§ What is being asked: Print the range of lines that opens with the line containing "of the light" and closes with the last line of the listing. Include both ends; print nothing more.

§ Materials provided:
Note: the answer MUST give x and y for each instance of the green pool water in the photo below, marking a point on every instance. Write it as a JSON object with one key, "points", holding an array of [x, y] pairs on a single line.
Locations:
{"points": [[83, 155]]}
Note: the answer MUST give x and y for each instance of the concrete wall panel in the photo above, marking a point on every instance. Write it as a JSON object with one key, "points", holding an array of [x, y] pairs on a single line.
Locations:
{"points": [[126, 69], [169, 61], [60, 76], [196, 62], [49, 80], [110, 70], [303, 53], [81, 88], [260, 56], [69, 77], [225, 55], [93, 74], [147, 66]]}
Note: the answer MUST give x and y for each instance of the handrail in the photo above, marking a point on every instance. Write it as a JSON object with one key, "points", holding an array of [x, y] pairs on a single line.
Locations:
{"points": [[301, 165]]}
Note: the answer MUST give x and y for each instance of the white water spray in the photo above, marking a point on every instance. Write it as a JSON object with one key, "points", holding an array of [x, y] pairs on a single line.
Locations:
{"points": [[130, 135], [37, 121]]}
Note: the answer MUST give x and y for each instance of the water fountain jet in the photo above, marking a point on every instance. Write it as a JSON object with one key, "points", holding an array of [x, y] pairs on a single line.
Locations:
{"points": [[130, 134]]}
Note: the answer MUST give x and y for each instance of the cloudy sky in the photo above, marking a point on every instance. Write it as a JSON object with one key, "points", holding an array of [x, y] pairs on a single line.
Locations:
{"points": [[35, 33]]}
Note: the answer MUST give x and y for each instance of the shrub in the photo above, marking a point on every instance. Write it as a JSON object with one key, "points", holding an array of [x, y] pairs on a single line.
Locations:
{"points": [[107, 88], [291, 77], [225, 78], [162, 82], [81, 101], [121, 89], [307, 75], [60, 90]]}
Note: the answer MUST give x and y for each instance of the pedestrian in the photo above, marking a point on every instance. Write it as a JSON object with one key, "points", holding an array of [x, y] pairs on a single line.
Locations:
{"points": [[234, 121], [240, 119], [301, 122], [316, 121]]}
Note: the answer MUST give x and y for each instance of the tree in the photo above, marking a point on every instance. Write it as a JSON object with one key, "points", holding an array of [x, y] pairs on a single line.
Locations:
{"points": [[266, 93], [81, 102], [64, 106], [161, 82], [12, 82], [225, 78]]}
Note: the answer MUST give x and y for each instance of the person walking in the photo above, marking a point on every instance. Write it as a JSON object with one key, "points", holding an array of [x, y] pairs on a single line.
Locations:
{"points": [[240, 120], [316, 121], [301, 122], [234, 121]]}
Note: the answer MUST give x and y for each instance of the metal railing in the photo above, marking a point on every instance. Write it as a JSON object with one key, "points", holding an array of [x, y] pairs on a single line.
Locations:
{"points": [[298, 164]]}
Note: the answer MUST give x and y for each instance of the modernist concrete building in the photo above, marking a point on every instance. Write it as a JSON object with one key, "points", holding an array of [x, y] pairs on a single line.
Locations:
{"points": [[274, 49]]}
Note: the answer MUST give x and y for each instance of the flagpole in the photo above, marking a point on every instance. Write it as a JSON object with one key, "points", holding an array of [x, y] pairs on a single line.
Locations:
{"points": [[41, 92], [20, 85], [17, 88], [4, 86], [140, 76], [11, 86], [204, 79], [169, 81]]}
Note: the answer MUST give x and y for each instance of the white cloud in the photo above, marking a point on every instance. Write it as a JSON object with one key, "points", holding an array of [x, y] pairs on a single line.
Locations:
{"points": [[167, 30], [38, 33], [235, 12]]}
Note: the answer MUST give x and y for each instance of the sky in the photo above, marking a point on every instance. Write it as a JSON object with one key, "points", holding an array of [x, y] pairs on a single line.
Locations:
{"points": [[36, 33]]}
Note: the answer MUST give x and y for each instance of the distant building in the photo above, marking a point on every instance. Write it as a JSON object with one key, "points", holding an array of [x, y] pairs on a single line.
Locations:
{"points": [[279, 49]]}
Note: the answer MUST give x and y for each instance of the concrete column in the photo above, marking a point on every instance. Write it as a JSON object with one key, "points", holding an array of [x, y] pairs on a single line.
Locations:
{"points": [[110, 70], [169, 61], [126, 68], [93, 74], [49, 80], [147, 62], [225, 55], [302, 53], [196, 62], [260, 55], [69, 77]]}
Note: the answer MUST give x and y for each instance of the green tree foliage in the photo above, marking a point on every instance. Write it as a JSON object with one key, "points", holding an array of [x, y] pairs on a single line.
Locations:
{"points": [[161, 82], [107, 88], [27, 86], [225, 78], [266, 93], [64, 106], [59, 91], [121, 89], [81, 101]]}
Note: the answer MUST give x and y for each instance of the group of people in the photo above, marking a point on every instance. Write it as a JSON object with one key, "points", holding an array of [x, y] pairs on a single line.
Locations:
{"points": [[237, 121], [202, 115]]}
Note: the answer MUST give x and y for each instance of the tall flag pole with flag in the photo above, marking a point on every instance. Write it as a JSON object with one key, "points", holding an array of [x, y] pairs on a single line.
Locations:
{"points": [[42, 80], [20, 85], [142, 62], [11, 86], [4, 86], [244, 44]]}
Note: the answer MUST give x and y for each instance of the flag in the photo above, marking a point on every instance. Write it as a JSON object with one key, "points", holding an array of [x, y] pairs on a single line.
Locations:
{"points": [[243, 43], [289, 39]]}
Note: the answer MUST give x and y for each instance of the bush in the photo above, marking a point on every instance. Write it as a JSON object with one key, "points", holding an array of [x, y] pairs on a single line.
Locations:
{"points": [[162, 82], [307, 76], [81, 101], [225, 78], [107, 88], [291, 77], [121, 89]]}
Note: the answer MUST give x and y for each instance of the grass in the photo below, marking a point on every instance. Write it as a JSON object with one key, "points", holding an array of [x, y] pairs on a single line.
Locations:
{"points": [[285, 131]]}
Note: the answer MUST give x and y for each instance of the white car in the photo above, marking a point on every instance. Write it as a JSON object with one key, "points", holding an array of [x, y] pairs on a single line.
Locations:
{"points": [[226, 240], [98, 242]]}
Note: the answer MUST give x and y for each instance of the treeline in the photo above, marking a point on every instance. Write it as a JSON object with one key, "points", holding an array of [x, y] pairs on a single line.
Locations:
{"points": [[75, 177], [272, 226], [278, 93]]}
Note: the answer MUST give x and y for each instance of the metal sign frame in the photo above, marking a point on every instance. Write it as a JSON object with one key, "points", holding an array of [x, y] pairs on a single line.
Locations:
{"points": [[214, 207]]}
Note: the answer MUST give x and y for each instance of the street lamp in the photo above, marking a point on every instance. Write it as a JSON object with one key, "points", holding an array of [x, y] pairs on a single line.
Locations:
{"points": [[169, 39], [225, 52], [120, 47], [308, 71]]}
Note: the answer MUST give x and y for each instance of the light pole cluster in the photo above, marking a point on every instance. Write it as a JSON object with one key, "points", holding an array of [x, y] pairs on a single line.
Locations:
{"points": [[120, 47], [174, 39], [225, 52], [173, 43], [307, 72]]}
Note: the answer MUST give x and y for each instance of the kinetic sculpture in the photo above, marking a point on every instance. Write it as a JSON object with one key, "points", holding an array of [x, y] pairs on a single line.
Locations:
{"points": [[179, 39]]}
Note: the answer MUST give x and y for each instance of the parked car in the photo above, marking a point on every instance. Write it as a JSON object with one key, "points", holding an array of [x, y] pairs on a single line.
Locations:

§ Full solution:
Note: the answer MUST give x and y for each instance of the light pole cluster in the photo above, marking a point on every instance. Write it as a JSON object with one key, "points", holding an array of [x, y] pairs on a single line.
Locations:
{"points": [[120, 47], [174, 39], [225, 52], [173, 43], [307, 72]]}
Note: the answer MUST give x and y for each instance of the kinetic sculpture in the photo above, marking a point on every instance. Write it as a JSON object with one key, "points", holding an array of [x, y] pairs on a single line.
Locations:
{"points": [[179, 39]]}
Note: the answer MUST give x and y for each instance of the parked car in the photo above, marking a point on every instance. Write it as a JSON object with one key, "points", holding an array of [x, y] pairs on a single line.
Locations:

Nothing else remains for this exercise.